What you need to do:
Starting with the line that contains "Task: locate the shrub, dropping" and going on through the end of the rows, write out those lines again, requests included, and adjust every answer coordinate by adding -89 to each number. Leave the requests and their sample coordinates unchanged, and return only those lines.

Data to process:

————

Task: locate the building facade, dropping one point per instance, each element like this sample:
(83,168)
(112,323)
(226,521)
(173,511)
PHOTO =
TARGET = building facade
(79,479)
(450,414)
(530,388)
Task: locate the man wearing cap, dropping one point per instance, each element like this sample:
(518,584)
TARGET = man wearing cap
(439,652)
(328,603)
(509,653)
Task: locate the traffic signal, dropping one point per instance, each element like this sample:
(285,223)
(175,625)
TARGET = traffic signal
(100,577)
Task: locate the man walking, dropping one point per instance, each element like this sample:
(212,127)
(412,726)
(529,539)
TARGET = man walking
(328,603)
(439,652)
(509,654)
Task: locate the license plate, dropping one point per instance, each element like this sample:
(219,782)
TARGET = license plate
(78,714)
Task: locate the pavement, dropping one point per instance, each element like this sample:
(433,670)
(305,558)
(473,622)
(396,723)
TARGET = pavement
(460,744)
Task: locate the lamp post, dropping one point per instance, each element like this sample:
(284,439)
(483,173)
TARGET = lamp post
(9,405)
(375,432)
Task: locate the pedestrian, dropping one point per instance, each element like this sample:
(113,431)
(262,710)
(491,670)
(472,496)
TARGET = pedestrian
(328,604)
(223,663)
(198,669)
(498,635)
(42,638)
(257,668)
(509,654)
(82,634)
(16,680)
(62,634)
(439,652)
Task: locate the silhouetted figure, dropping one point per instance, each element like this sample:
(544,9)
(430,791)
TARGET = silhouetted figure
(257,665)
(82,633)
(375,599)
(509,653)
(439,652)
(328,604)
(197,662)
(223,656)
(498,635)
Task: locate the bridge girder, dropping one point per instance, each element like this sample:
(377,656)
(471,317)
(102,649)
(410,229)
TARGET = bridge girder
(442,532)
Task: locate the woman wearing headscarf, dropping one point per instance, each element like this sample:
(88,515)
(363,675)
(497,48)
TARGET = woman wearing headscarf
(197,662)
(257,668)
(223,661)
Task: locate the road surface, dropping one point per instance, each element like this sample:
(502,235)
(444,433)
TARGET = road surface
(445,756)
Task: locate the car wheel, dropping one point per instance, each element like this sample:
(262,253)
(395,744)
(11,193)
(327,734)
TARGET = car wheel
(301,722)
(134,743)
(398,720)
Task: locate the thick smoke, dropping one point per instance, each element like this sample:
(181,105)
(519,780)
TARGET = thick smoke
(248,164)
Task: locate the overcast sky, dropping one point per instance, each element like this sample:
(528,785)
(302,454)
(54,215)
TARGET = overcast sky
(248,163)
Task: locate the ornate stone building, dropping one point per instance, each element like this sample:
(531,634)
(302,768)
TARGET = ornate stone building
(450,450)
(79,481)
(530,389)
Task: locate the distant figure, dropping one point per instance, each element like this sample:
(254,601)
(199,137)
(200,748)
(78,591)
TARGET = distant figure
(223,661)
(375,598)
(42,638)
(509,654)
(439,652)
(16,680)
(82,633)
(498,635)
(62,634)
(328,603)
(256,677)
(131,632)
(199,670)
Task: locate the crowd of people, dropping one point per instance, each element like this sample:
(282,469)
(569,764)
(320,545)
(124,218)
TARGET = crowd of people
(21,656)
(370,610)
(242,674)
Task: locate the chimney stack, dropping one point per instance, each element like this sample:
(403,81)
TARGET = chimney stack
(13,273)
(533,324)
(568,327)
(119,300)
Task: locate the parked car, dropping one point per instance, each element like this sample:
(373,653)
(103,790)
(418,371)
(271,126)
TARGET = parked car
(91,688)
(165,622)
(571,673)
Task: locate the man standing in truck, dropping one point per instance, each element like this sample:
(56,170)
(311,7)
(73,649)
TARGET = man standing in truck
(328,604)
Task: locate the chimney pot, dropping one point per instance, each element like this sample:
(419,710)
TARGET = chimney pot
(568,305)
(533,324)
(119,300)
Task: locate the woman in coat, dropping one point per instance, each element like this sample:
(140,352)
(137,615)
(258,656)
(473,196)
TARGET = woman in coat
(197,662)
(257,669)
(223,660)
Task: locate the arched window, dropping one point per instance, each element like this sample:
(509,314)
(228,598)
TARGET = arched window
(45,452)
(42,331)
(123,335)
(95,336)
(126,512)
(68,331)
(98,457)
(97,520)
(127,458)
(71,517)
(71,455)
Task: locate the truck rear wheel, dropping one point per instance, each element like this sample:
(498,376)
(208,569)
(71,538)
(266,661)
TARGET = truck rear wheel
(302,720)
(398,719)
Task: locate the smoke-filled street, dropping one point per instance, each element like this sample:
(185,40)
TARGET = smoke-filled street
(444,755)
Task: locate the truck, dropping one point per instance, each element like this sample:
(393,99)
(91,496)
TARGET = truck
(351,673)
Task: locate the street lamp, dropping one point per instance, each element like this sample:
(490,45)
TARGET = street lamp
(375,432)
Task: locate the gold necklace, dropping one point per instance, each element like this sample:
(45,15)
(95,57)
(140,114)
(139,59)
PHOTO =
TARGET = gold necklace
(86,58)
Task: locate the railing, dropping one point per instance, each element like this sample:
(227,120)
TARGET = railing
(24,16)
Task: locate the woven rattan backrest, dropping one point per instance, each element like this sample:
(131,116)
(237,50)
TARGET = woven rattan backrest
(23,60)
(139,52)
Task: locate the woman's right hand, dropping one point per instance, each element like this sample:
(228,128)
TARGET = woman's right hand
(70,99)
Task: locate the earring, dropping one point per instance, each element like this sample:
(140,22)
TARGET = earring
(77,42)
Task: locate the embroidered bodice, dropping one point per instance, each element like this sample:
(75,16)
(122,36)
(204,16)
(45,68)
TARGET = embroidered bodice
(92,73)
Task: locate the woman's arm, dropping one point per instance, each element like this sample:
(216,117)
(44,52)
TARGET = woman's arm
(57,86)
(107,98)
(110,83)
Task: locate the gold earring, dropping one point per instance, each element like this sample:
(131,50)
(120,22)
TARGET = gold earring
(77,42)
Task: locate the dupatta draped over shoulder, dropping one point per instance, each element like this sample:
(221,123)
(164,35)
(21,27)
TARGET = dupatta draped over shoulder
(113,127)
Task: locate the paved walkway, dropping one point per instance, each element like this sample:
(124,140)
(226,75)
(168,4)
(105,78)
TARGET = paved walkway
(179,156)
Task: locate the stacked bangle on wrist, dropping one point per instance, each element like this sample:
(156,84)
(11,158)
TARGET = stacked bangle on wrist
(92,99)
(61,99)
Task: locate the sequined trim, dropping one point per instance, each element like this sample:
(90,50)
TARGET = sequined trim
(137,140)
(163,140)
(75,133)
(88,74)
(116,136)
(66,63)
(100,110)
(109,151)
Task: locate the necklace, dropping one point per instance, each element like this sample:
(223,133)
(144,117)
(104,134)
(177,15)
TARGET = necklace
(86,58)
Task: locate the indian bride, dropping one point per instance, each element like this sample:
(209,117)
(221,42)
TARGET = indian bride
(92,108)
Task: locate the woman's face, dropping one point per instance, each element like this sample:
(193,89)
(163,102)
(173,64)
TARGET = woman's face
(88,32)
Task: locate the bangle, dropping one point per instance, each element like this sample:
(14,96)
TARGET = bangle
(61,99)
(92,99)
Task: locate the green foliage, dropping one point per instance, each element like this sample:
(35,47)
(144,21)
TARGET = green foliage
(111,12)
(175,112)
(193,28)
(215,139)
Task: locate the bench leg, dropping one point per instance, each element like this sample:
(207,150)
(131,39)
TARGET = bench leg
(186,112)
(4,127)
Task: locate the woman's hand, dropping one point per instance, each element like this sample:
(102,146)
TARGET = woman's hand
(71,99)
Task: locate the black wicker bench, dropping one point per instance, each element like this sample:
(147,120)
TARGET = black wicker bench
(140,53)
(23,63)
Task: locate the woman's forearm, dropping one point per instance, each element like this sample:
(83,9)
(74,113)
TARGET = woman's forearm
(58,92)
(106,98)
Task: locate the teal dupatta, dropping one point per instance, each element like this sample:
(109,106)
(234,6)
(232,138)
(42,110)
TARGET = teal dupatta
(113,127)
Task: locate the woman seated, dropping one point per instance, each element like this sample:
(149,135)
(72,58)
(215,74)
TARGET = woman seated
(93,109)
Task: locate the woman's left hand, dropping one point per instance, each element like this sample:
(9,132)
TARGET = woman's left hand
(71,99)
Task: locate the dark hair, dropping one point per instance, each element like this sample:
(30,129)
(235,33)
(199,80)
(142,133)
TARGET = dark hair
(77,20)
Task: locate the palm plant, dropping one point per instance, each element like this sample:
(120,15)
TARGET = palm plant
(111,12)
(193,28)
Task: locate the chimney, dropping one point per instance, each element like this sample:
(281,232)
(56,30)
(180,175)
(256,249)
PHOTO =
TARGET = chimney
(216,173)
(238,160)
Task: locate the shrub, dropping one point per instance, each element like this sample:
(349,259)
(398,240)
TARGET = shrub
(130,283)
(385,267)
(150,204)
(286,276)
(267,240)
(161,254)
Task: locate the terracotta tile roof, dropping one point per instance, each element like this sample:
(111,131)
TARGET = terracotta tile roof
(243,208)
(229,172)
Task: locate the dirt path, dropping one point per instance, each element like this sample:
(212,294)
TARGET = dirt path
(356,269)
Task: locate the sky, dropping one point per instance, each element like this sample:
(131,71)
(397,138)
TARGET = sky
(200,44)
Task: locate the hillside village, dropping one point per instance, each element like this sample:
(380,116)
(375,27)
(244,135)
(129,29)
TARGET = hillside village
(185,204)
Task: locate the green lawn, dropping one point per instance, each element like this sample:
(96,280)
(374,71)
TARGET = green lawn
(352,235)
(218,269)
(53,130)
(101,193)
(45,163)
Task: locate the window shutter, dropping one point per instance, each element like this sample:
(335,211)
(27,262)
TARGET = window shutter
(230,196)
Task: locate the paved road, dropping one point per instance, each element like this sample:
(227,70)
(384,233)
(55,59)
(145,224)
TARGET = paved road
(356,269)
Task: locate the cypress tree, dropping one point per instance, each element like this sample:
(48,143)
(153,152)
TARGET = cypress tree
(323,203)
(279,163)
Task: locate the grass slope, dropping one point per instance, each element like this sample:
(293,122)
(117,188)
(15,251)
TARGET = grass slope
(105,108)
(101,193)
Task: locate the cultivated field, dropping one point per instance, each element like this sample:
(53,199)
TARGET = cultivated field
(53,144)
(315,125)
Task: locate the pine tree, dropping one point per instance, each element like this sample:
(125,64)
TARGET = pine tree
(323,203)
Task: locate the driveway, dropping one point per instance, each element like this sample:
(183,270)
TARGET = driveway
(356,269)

————

Written solution:
Task: locate the shrub, dropping one point per instance, each element like this sample:
(349,259)
(398,240)
TARGET = shrub
(41,194)
(296,178)
(61,115)
(197,187)
(178,151)
(72,165)
Task: locate the terracotta tile roof, dropping one point per instance, each element like this sample:
(111,131)
TARGET = terracotta tile roof
(154,119)
(140,83)
Task: locate the dirt path, dropping one point per instance, each element like this sample:
(212,294)
TARGET = dirt path
(267,180)
Task: locate the sky, dropping one point per instance, each element like this sample:
(131,71)
(397,138)
TARGET = sky
(111,-45)
Task: locate the hillside village, dropping one point per instance, each element like this sample:
(380,116)
(375,27)
(244,135)
(129,29)
TARGET = hillside village
(96,115)
Task: locate the green lawn, dropping one point per instance, each element like this sample:
(96,280)
(374,71)
TARGET = green lawn
(263,146)
(129,180)
(-36,41)
(12,104)
(-44,74)
Task: locate the window shutter, dropping one point per instance, each element like this sample:
(335,211)
(27,262)
TARGET = window shutter
(141,107)
Task: locate the paved road, dropping one point per instance, each element like this sample:
(227,70)
(384,233)
(55,59)
(145,224)
TARGET = paved road
(267,180)
Task: locate the cypress tree, dropping one point per instance, each element like this sample:
(48,143)
(153,152)
TARGET = cypress tree
(234,114)
(190,74)
Task: locate the grass slope, dropping one point per instance, each element like this sample:
(293,122)
(117,188)
(15,251)
TARGET = grass slope
(16,19)
(12,104)
Task: locate the cultivated field, dropping one point per instance, each element like this sample:
(53,199)
TARGET = cultivated field
(-36,55)
(226,36)
Task: locate the pine tree, dropping one point per instance, each element like this sample:
(125,64)
TARGET = pine tree
(234,114)
Task: locate the driveway, dropping one point per instance, each element like this sample:
(183,270)
TARGET = driveway
(267,180)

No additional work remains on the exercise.